§ **EXERCISE**:
Quote, without change, all of the lines that follow.

::: DATA FOR THE TASK :::

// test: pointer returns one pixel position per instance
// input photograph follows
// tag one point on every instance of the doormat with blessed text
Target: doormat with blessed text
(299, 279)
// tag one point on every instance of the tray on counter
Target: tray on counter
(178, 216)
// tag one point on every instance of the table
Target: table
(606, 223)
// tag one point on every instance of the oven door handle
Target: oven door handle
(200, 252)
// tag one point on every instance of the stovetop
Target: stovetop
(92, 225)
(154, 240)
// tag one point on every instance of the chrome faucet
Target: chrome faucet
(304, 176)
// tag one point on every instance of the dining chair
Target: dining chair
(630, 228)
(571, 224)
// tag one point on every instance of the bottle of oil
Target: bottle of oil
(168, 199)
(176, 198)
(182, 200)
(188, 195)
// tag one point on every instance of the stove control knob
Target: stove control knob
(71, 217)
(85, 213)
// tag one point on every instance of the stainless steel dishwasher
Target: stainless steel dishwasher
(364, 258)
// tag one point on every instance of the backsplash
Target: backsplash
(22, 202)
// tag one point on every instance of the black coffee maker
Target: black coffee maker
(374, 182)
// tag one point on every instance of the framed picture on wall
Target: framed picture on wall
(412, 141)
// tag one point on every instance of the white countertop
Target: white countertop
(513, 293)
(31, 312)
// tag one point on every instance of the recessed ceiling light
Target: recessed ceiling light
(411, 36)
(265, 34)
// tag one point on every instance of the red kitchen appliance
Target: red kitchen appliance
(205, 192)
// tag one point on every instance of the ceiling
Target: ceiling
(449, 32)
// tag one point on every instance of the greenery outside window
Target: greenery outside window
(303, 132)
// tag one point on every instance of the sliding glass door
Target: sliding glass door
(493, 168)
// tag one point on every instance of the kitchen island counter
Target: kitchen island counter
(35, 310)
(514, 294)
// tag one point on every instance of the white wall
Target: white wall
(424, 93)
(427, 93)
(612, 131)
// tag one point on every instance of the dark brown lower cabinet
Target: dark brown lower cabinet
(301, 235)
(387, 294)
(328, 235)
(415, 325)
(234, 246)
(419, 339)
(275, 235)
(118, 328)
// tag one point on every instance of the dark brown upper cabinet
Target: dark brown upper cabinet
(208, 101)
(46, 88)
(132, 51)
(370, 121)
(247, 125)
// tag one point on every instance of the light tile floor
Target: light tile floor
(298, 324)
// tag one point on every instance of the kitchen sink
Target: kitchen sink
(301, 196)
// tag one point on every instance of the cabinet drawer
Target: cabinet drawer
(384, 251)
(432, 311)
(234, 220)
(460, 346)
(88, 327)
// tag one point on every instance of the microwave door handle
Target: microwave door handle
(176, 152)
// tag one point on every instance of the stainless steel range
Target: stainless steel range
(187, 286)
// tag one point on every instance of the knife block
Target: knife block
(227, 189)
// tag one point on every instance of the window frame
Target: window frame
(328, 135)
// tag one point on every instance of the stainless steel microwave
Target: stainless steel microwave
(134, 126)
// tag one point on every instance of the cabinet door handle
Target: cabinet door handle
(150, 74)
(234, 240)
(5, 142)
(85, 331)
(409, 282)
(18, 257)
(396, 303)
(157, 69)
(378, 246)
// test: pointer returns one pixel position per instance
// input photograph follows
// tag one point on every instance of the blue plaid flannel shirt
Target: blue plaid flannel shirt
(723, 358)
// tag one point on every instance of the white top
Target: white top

:::

§ **SOLUTION TO THE EXERCISE**:
// test: pointer returns one pixel position per instance
// input photograph follows
// tag one point on every instance of the doormat with blessed text
Target: doormat with blessed text
(299, 279)
// tag one point on every instance of the tray on counter
Target: tray on counter
(178, 216)
// tag one point on every instance of the table
Target: table
(606, 223)
// tag one point on every instance of the oven door handle
Target: oven door handle
(200, 252)
// tag one point on every instance of the stovetop
Target: stovetop
(92, 225)
(154, 240)
// tag one point on every instance of the chrome faucet
Target: chrome faucet
(304, 176)
// tag one point on every instance of the dining chair
Target: dining chair
(630, 228)
(571, 224)
// tag one point on every instance of the bottle of oil
Target: bottle of oil
(168, 199)
(176, 198)
(182, 200)
(188, 195)
// tag one point on every instance of the stove control knob
Target: stove control knob
(71, 217)
(85, 213)
// tag one point on every instance of the stainless steel dishwasher
Target: stainless steel dishwasher
(364, 258)
// tag one point on every instance of the backsplash
Target: backsplash
(22, 202)
// tag one point on every instance of the black coffee maker
Target: black coffee maker
(374, 182)
// tag one point on every instance of the framed picture on wall
Target: framed picture on wall
(412, 141)
// tag one point on every instance of the white countertop
Target: white countertop
(513, 293)
(31, 312)
// tag one point on every instance of the recessed ceiling light
Target: recessed ceiling light
(411, 36)
(265, 34)
// tag one point on every instance of the red kitchen appliance
Target: red kitchen appliance
(205, 192)
// tag one point on every instance of the ceiling
Target: ceiling
(449, 32)
// tag one point on every instance of the greenery outside window
Target: greenery outside window
(303, 132)
// tag one point on every instance of the sliding glass door
Target: sliding glass door
(493, 168)
// tag one point on every instance of the kitchen island counter
Target: kitchen island counter
(35, 310)
(514, 294)
// tag one point on every instance of the white wall
Target: white wall
(424, 93)
(427, 93)
(612, 131)
// tag one point on every instance of the dark brown lower cabinet
Target: dark brown lower cabinet
(301, 235)
(387, 294)
(328, 235)
(415, 325)
(234, 246)
(419, 339)
(275, 235)
(118, 328)
// tag one point on every instance of the dark brown upper cabinet
Target: dark brown upper cabinet
(208, 101)
(46, 88)
(132, 51)
(370, 121)
(247, 125)
// tag one point on every instance of the light tile floor
Target: light tile floor
(298, 324)
// tag one point on every instance of the kitchen sink
Target: kitchen sink
(301, 196)
// tag one point on every instance of the cabinet drawer
Target: cabinet drawer
(384, 251)
(432, 311)
(234, 220)
(460, 346)
(88, 327)
// tag one point on every instance of the microwave door handle
Target: microwave door handle
(176, 152)
// tag one point on every instance of the stainless steel range
Target: stainless steel range
(187, 286)
// tag one point on every instance of the knife block
Target: knife block
(227, 189)
// tag one point on every instance of the window frame
Target: window frame
(328, 135)
// tag one point on every instance of the stainless steel microwave
Target: stainless steel microwave
(134, 126)
// tag one point on every instance of the cabinet door handle
Target: cabinet door handle
(150, 74)
(234, 240)
(5, 142)
(85, 331)
(409, 282)
(18, 257)
(396, 303)
(157, 69)
(378, 246)
// test: pointer returns one pixel position per instance
// input photograph follows
// tag one point on every instance of the blue plaid flannel shirt
Target: blue plaid flannel shirt
(723, 358)
// tag one point on every instance of the white top
Target: white top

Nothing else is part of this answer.